Il 2022 della difesa italiana

La guerra scatenata dalla Russia contro l’Ucraina ha riportato al centro dell’agenda politica Nato, europea e italiana i temi legati alla deterrenza e difesa collettiva da una minaccia russa. Nel 2022 è stato approvato il nuovo Concetto strategico al summit di Madrid, che è il risultato sia del ritorno della guerra su larga scala sul continente europeo, sia di un processo di rinnovamento e coordinamento interno all’alleanza per adeguare la Nato ad un contesto di multipolarismo aggressivo con un orizzonte al 2030. Il Concetto dà priorità alla Russia tra le diverse sfide che lambiscono lo spazio euro-atlantico, considerando però anche la crescente assertività cinese, la presenza russa nel Mediterraneo e l’instabilità sul fianco sud.

▶ MATERIALI DELL'ESERCIZIO:
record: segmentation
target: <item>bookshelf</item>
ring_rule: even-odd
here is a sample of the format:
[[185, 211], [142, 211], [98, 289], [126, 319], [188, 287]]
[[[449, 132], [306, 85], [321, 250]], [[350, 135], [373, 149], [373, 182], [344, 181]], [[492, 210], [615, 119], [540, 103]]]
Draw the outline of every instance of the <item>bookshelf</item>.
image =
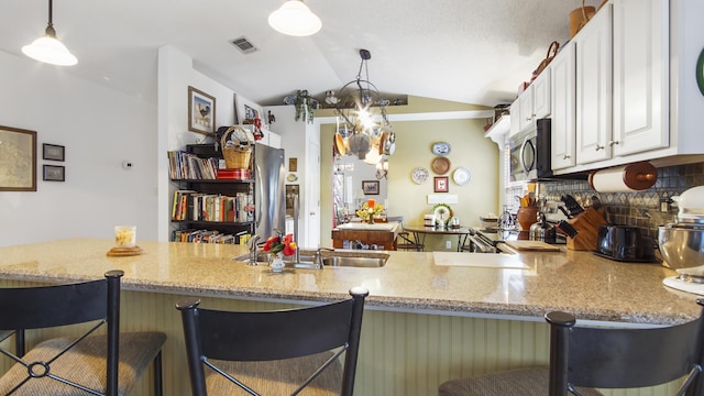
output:
[[[223, 169], [215, 144], [189, 144], [168, 152], [172, 195], [170, 240], [243, 243], [254, 231], [254, 178], [249, 169]], [[220, 178], [218, 178], [220, 177]], [[226, 177], [226, 178], [223, 178]]]

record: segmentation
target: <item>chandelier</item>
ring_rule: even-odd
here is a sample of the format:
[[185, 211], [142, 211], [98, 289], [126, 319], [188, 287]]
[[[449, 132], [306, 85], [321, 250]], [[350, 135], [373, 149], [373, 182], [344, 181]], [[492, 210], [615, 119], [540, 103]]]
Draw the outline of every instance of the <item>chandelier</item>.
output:
[[[334, 106], [337, 117], [336, 141], [349, 147], [345, 154], [356, 155], [365, 163], [384, 164], [396, 147], [396, 134], [388, 122], [386, 106], [376, 86], [370, 81], [366, 62], [372, 58], [367, 50], [360, 50], [360, 70], [356, 78], [345, 84], [336, 96], [328, 91], [326, 102]], [[365, 77], [362, 78], [362, 69]]]

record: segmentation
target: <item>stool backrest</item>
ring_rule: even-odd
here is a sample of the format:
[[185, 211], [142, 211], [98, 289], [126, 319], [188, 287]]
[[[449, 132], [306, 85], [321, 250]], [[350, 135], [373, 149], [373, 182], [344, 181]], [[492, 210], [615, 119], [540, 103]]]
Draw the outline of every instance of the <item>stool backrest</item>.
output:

▶ COMPITI DA SVOLGERE:
**A)** Secondo la pagina sulla difesa italiana, in quale occasione è stato approvato nel 2022 il nuovo Concetto strategico?
**B)** Per favore, formatta come tabella Markdown il tratto dell'elenco che va dal suo inizio fino alla riga che contiene "78], [362, 69]]]", entrambe incluse, con le colonne «Numero» e «Riga dell'elenco». Ometti le righe vuote e lascia fuori le immagini.

▶ SOLUZIONI COMPLETE:
**A)** Al summit di Madrid.

**B)**
| Numero | Riga dell'elenco |
|---|---|
| 1 | record: segmentation |
| 2 | target: <item>bookshelf</item> |
| 3 | ring_rule: even-odd |
| 4 | here is a sample of the format: |
| 5 | [[185, 211], [142, 211], [98, 289], [126, 319], [188, 287]] |
| 6 | [[[449, 132], [306, 85], [321, 250]], [[350, 135], [373, 149], [373, 182], [344, 181]], [[492, 210], [615, 119], [540, 103]]] |
| 7 | Draw the outline of every instance of the <item>bookshelf</item>. |
| 8 | image = |
| 9 | output: |
| 10 | [[[223, 169], [215, 144], [189, 144], [168, 152], [172, 195], [170, 240], [243, 243], [254, 231], [254, 178], [249, 169]], [[220, 178], [218, 178], [220, 177]], [[226, 177], [226, 178], [223, 178]]] |
| 11 | record: segmentation |
| 12 | target: <item>chandelier</item> |
| 13 | ring_rule: even-odd |
| 14 | here is a sample of the format: |
| 15 | [[185, 211], [142, 211], [98, 289], [126, 319], [188, 287]] |
| 16 | [[[449, 132], [306, 85], [321, 250]], [[350, 135], [373, 149], [373, 182], [344, 181]], [[492, 210], [615, 119], [540, 103]]] |
| 17 | Draw the outline of every instance of the <item>chandelier</item>. |
| 18 | output: |
| 19 | [[[334, 106], [337, 117], [336, 141], [349, 147], [345, 154], [356, 155], [365, 163], [384, 164], [396, 147], [396, 134], [388, 122], [386, 106], [376, 86], [370, 81], [366, 62], [372, 58], [367, 50], [360, 50], [360, 70], [356, 78], [345, 84], [336, 96], [328, 91], [326, 102]], [[365, 77], [362, 78], [362, 69]]] |